• **Instruction**:
Copy out each of the records below word for word, leaving out the pictures.

====== Rows ======

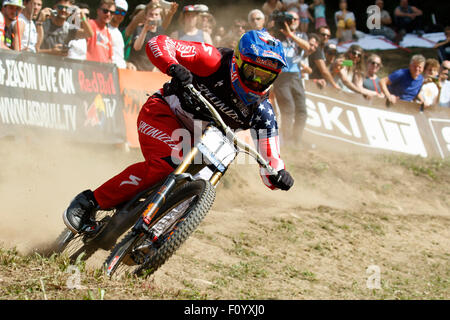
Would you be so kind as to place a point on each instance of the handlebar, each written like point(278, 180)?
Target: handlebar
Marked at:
point(228, 132)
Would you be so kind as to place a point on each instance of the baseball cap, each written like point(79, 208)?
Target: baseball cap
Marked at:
point(201, 8)
point(122, 4)
point(331, 48)
point(17, 3)
point(189, 8)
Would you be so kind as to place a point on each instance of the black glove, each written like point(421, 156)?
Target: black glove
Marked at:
point(283, 180)
point(181, 74)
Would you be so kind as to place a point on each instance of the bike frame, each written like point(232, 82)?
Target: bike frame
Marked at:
point(180, 173)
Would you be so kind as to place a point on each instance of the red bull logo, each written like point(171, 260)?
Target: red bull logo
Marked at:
point(95, 113)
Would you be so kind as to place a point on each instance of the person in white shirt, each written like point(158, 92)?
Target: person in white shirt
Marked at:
point(116, 35)
point(444, 97)
point(345, 20)
point(25, 29)
point(429, 93)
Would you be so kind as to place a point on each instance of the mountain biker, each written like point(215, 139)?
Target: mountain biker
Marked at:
point(236, 82)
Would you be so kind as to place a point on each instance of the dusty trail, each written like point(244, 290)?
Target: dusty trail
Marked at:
point(346, 211)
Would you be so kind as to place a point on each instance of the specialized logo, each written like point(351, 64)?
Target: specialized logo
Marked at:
point(133, 181)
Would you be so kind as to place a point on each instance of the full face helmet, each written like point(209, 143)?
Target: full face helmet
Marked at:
point(257, 61)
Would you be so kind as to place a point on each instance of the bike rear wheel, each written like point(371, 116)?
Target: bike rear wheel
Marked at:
point(139, 255)
point(74, 245)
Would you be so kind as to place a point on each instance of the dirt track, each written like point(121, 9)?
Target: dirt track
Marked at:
point(346, 212)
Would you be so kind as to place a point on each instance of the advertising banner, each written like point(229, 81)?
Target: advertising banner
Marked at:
point(350, 118)
point(136, 87)
point(77, 99)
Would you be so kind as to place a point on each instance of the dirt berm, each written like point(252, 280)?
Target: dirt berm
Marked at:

======

• **Exercise result**:
Would you be so kind as to place a point on each instance of the handlebar, each written like point(278, 180)?
Target: handlebar
Marked at:
point(228, 132)
Would you be so kind as to place a point on each instance of the baseball cap, each written like point(79, 208)?
Target: baseball cap
Marked at:
point(201, 8)
point(122, 4)
point(331, 48)
point(17, 3)
point(189, 8)
Would you be so kind as to place a point on each instance of the black glove, each written like point(421, 156)?
Target: black glove
Marked at:
point(283, 180)
point(181, 74)
Would you be so kind as to place a point on each instance of the bike frame, each written like point(232, 82)?
Target: bike frame
Marked at:
point(180, 173)
Would you be so kind as to place a point on each instance of the red bull logo, each written like point(171, 260)?
Target: red bull logo
Marked at:
point(95, 113)
Would you be so kind as to place a point on each instance of the person in white shirt, each written like point(158, 92)?
Target: person in white shirt
Marked at:
point(116, 35)
point(444, 97)
point(345, 20)
point(25, 29)
point(429, 93)
Would you be so kind as to place a point on each instance of the mountain biker, each written like point(215, 139)?
Target: mountain biker
Marked at:
point(236, 82)
Would you be so kind as to place a point on each instance of the dusty trail, each written like point(244, 290)?
Target: dusty trail
Marked at:
point(346, 211)
Would you be so kind as to place a point on each instance of the specialized logo, each written like point(351, 64)?
Target: specialized logo
Marked at:
point(133, 181)
Would you be so kind as to place a point on each instance of the full face helmet, each written like point(209, 143)?
Target: full face helmet
Marked at:
point(257, 61)
Would you be so kind as to place a point on each instance of the bike rear wheel, each written like point(371, 116)?
Target: bike rear wheel
Marked at:
point(139, 255)
point(74, 245)
Would you be so kind as to place a point on each instance of the dirt track, each written like point(121, 9)?
Target: dirt track
Marked at:
point(346, 212)
Would you be so kind as to place a point on each instance of the advertising banner, each written like point(229, 81)?
Target: advertising banner
Marked at:
point(350, 118)
point(136, 87)
point(77, 99)
Would you be so kind as to place a point on each instance of the dirt berm, each written like point(252, 280)?
Target: dirt berm
Marked at:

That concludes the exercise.